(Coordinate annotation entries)
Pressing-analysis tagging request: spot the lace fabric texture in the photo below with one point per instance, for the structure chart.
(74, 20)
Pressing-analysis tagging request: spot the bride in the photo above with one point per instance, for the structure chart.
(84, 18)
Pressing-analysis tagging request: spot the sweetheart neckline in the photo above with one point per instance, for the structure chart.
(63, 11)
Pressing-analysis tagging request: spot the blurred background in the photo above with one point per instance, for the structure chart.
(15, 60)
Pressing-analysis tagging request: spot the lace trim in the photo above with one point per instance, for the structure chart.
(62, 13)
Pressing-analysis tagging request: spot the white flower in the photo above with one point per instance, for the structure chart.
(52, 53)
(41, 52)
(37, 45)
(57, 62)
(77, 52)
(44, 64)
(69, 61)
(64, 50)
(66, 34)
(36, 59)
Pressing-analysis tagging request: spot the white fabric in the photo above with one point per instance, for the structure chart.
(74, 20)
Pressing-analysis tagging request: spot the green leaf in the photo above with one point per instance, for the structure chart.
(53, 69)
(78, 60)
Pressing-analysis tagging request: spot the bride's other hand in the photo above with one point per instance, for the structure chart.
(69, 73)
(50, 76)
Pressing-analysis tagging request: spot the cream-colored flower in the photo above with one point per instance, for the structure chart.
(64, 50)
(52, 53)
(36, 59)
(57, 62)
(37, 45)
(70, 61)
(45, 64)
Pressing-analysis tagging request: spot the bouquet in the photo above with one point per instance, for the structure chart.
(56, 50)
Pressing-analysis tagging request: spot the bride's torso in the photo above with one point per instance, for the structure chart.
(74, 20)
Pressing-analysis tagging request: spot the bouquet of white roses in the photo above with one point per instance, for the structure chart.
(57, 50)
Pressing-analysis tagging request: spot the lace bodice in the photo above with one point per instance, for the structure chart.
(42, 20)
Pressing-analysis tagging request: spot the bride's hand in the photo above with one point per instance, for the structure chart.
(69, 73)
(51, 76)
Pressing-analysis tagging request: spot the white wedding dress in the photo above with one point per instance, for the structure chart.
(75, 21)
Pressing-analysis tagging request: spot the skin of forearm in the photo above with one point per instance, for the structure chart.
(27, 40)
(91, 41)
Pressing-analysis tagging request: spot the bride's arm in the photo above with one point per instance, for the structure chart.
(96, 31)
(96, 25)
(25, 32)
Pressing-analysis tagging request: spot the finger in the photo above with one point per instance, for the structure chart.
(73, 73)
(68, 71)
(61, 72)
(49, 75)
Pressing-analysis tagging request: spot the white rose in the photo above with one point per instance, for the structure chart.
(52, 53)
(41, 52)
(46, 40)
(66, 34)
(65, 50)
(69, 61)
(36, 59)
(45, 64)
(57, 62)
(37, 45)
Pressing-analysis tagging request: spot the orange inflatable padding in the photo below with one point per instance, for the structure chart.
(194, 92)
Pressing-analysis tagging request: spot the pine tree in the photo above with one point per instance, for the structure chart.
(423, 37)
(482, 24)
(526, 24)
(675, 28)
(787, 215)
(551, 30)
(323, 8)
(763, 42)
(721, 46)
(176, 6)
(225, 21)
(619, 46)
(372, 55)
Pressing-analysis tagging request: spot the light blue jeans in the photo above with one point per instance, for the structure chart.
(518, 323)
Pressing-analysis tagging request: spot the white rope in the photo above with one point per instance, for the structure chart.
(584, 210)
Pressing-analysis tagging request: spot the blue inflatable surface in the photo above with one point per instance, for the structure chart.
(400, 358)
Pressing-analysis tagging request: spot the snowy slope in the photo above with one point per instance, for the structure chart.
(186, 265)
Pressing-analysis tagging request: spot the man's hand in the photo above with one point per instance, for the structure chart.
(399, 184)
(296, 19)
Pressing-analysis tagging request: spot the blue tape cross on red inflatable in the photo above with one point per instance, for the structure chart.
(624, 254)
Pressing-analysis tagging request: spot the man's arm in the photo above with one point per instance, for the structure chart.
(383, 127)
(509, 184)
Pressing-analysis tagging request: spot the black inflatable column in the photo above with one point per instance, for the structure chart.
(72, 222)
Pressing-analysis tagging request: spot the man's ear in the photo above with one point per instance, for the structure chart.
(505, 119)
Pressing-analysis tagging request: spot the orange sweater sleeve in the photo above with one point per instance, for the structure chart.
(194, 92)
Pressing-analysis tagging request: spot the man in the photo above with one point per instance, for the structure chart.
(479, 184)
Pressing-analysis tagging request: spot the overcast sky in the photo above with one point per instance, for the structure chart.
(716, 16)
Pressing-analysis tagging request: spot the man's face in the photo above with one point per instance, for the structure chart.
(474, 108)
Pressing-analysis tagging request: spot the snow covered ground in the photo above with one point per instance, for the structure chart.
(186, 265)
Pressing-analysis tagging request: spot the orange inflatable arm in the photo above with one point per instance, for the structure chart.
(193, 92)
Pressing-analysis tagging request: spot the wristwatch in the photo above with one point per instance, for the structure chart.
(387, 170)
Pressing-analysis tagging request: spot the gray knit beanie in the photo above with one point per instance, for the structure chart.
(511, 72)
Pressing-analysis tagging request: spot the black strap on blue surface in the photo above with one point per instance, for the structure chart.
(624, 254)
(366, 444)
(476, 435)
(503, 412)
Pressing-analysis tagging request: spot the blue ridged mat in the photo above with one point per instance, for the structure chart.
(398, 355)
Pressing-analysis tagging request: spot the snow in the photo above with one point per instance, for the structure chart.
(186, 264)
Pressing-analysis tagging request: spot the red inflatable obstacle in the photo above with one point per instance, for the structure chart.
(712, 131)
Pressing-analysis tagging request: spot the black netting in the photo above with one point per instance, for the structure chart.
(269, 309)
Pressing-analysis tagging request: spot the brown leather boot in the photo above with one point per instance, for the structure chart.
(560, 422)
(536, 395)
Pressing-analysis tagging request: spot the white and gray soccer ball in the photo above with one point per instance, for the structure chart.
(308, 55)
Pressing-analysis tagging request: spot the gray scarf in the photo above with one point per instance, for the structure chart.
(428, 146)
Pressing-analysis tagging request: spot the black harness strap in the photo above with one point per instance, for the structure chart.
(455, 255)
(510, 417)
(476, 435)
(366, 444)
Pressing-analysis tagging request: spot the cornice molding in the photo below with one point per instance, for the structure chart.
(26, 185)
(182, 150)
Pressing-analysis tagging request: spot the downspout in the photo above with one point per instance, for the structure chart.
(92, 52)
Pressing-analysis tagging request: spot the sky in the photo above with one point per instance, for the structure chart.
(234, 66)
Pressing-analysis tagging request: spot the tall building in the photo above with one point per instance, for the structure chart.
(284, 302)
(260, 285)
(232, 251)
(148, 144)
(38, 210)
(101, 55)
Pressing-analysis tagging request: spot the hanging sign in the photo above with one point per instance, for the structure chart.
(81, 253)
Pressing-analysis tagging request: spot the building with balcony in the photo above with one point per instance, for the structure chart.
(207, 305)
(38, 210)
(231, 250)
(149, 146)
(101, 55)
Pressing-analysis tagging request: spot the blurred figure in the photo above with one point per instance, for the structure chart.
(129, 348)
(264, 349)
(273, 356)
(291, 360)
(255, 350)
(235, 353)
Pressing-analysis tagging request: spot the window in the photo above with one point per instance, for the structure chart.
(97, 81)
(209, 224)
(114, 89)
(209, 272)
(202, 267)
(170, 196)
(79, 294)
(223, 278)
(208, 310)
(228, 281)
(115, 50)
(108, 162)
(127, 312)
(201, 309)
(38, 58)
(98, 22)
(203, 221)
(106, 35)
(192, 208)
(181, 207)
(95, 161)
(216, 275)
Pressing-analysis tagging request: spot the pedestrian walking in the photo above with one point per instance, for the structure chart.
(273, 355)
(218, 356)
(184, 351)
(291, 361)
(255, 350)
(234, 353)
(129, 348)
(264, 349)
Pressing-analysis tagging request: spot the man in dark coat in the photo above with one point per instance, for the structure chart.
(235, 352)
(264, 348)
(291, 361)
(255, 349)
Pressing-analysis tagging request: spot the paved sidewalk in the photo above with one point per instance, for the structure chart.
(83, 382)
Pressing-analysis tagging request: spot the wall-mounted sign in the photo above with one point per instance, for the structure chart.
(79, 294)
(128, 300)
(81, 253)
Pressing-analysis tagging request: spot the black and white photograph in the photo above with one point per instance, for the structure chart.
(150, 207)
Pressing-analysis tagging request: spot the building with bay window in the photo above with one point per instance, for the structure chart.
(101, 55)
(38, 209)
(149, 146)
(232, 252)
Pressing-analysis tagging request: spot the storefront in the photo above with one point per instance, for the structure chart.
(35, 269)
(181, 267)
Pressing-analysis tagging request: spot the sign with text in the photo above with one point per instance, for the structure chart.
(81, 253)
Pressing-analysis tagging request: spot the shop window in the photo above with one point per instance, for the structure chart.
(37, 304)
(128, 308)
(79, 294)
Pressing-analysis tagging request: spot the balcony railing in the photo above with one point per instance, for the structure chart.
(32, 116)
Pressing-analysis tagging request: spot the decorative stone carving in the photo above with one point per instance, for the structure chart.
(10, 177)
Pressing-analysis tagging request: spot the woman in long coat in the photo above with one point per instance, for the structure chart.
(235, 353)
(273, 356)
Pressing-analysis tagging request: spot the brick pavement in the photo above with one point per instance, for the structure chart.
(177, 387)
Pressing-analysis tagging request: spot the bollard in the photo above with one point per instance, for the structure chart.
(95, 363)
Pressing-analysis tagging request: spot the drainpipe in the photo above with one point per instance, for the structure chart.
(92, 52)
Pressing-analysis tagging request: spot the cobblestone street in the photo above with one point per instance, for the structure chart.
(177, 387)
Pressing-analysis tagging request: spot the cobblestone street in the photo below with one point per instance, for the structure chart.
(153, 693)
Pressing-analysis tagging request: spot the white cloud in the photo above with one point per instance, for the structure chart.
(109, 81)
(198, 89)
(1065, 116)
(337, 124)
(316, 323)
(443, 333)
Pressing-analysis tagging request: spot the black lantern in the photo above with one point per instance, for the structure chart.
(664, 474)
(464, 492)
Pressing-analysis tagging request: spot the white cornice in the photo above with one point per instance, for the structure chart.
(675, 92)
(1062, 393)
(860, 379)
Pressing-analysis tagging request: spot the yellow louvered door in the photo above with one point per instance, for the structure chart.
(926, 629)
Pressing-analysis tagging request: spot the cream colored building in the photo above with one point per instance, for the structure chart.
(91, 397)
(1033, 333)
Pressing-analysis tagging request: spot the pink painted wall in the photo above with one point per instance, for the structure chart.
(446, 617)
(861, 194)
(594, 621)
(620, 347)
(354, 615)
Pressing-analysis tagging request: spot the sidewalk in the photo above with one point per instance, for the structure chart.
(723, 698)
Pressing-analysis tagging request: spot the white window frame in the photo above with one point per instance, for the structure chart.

● **Task description**
The line containing "street in the photo below" marks the start; retype it and each line after it through the end of the records above, exactly.

● **Result for this task**
Pressing-analysis tagging request: spot the cobblestone street in the photo below with one point per instance, for the structure chart.
(153, 693)
Pressing-analysis tagging request: spot the white cloud in the photo above with one point per instance, for the structure chart.
(109, 81)
(198, 89)
(1065, 116)
(337, 124)
(316, 323)
(443, 333)
Pressing-analysis tagging request: spot the black lantern in the photo above with one point per instance, for the structure chart.
(664, 474)
(464, 492)
Pressing-analysis tagging request: spot the white cornice in the photo above with one point per instance, for the structure chart.
(675, 92)
(1062, 393)
(860, 379)
Pressing-analysis tagging request: spot the yellow louvered door in the photo above with one point per instance, for the structure chart.
(926, 629)
Pressing-analysis tagging request: spot the cream colored building in the photo above with one point per instance, for the structure chart.
(91, 397)
(1033, 333)
Pressing-analysis tagging request: spot the pink painted wall in the photo above with one point per instance, for the structure chart.
(446, 617)
(861, 194)
(594, 621)
(620, 347)
(354, 615)
Pressing-analysis tagging request: spot the sidewalk in the photo above with one point per instance, for the structure chart.
(723, 698)
Pressing-analysis tagging request: spot the white window frame in the photo above with one point per instance, for the structure chart.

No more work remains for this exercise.